— start of Text segment —

INSIGHTS AND PERSPECTIVES

Digital reinvention

BY Dan Mack

The Idea: Recent research by McKinsey has uncovered that only 8% of companies believe they will remain viable if digital continues at its current speed. Only 16% of companies have taken steps to exit declining businesses & invest in digital reinvention. And even more alarmingly, only 5% of companies actively seeking digital transformation report that they have met their goals. Why are so many companies failing with digital reinvention? We are not embracing fast learning or experimentation and are married to fatal perfectionism. Advantages don’t last forever.

Digital winners act differently and ask different questions. Digital and brick and mortar have become one; the very best brands and operators eliminate buying friction, which is why the price is less important to their customers. They measure digital traffic and awareness but it’s all about converting the right customers. Omni-channel customers spend 4 to 6 times more than store-only consumers.

Our most recent Digital Disruption Summit included ideas shared by Google, Facebook, IBM Watson, Bain, Kantar, One Click Retail, and L2 (Division of Gartner). I want to share 30 growth ideas from this special summit.

  • How to win today: hire “Hackers, Hipsters, and Hustlers.” Embrace outsiders.

— end of Text segment —

Task brief:
Can you print the digital reinvention piece above in full, word for word, from its opening header through its final line?

— start of Supplied material —

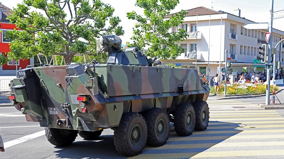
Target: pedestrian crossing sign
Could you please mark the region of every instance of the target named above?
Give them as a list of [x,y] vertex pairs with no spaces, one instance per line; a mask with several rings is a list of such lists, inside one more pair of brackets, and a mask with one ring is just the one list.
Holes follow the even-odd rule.
[[273,70],[273,64],[267,64],[267,70]]

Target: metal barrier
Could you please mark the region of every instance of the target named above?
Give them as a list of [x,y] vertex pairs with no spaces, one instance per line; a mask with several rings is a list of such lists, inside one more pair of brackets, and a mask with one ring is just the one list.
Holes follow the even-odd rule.
[[9,99],[11,93],[10,81],[13,79],[0,79],[0,100]]

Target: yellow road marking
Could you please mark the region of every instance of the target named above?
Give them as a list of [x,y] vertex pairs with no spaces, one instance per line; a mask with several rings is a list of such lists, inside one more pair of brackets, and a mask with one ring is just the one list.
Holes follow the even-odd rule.
[[171,137],[169,138],[168,141],[195,141],[197,140],[228,140],[230,139],[274,139],[284,138],[284,135],[234,135],[233,136],[210,136],[188,137]]
[[209,122],[209,125],[225,125],[231,124],[268,124],[270,123],[284,123],[284,120],[282,121],[241,121],[240,122],[220,122],[217,123]]
[[147,146],[145,149],[169,149],[186,148],[240,147],[242,146],[284,146],[284,142],[241,142],[239,143],[220,143],[196,144],[179,144],[165,145],[159,147]]
[[[209,115],[211,118],[211,115]],[[265,118],[224,118],[224,119],[209,119],[210,121],[234,121],[238,120],[241,121],[242,120],[263,120],[264,119],[267,120],[279,120],[281,119],[284,119],[284,118],[283,117],[266,117]]]
[[236,100],[232,101],[220,101],[220,102],[207,102],[207,104],[209,103],[244,103],[243,102],[242,102],[241,101],[236,101]]
[[279,114],[277,112],[268,112],[268,113],[211,113],[210,112],[210,115],[235,115],[235,114]]
[[221,106],[223,106],[225,105],[240,105],[241,104],[242,105],[244,104],[250,104],[250,105],[258,105],[258,104],[253,104],[251,103],[245,103],[244,102],[236,102],[234,103],[227,103],[228,104],[225,104],[227,103],[213,103],[212,104],[210,103],[210,104],[208,105],[209,106],[211,105],[221,105]]
[[129,158],[199,158],[232,156],[284,155],[284,150],[252,150],[202,152],[190,153],[175,153],[166,154],[141,154]]
[[[224,133],[257,133],[283,132],[284,129],[272,129],[269,130],[236,130],[229,131],[194,131],[192,134],[213,134]],[[284,135],[283,135],[284,136]]]
[[284,128],[284,125],[246,125],[239,126],[209,126],[207,129],[235,129],[236,128]]
[[210,115],[210,118],[225,118],[231,117],[281,117],[281,115],[222,115],[221,116],[215,116]]
[[267,110],[243,110],[242,111],[211,111],[210,113],[240,113],[240,112],[276,112],[275,111],[271,111]]

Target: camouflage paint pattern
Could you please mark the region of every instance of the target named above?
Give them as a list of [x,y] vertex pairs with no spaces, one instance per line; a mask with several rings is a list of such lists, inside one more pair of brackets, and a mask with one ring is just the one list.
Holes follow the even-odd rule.
[[196,70],[150,67],[141,52],[110,53],[108,61],[19,70],[11,83],[14,106],[41,126],[95,131],[117,126],[124,113],[168,113],[180,103],[206,101],[210,91]]

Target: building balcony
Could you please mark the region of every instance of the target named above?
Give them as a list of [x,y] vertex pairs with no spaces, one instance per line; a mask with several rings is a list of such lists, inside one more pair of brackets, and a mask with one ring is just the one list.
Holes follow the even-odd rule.
[[200,31],[191,31],[187,32],[187,36],[186,37],[187,39],[196,39],[197,36],[197,39],[201,39],[202,33]]
[[229,33],[229,39],[238,40],[238,34],[235,33],[230,32]]
[[[190,52],[189,53],[181,53],[181,55],[178,56],[176,59],[177,60],[184,60],[184,59],[195,59],[195,57],[196,56],[196,52],[195,51]],[[197,53],[197,59],[198,60],[201,59],[201,53]]]
[[266,42],[266,40],[264,39],[261,39],[259,38],[257,38],[257,44],[261,44],[261,45],[263,44],[268,45],[268,43]]
[[228,57],[231,57],[232,59],[232,60],[236,60],[237,55],[235,53],[230,53],[228,55]]

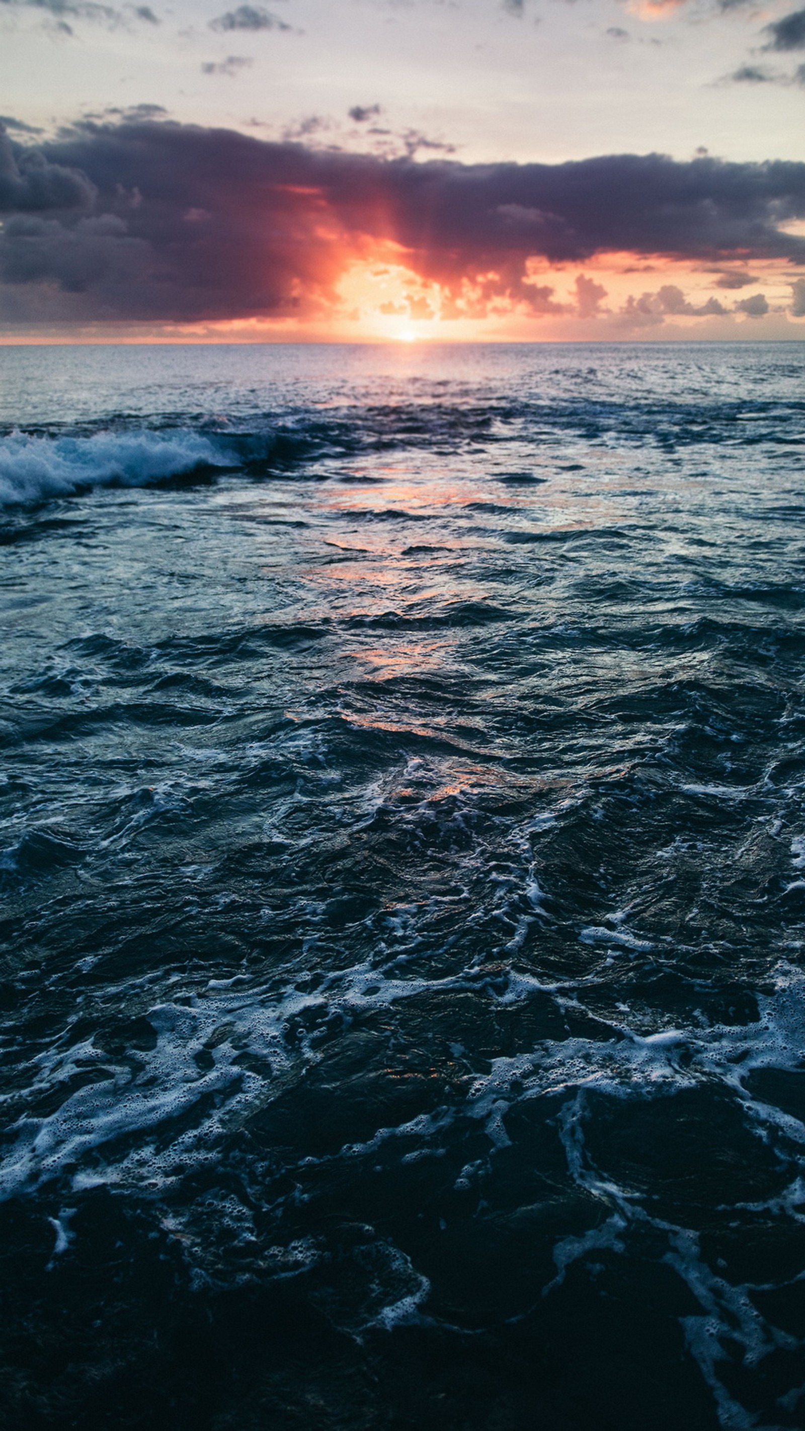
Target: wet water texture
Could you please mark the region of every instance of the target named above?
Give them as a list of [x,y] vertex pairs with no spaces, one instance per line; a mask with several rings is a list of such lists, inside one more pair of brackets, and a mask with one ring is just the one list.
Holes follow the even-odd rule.
[[804,379],[0,352],[4,1425],[802,1425]]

— end of Supplied material —

Completed task:
INSIGHTS AND PERSPECTIVES

Digital reinvention

BY Dan Mack

The Idea: Recent research by McKinsey has uncovered that only 8% of companies believe they will remain viable if digital continues at its current speed. Only 16% of companies have taken steps to exit declining businesses & invest in digital reinvention. And even more alarmingly, only 5% of companies actively seeking digital transformation report that they have met their goals. Why are so many companies failing with digital reinvention? We are not embracing fast learning or experimentation and are married to fatal perfectionism. Advantages don’t last forever.

Digital winners act differently and ask different questions. Digital and brick and mortar have become one; the very best brands and operators eliminate buying friction, which is why the price is less important to their customers. They measure digital traffic and awareness but it’s all about converting the right customers. Omni-channel customers spend 4 to 6 times more than store-only consumers.

Our most recent Digital Disruption Summit included ideas shared by Google, Facebook, IBM Watson, Bain, Kantar, One Click Retail, and L2 (Division of Gartner). I want to share 30 growth ideas from this special summit.

  • How to win today: hire “Hackers, Hipsters, and Hustlers.” Embrace outsiders.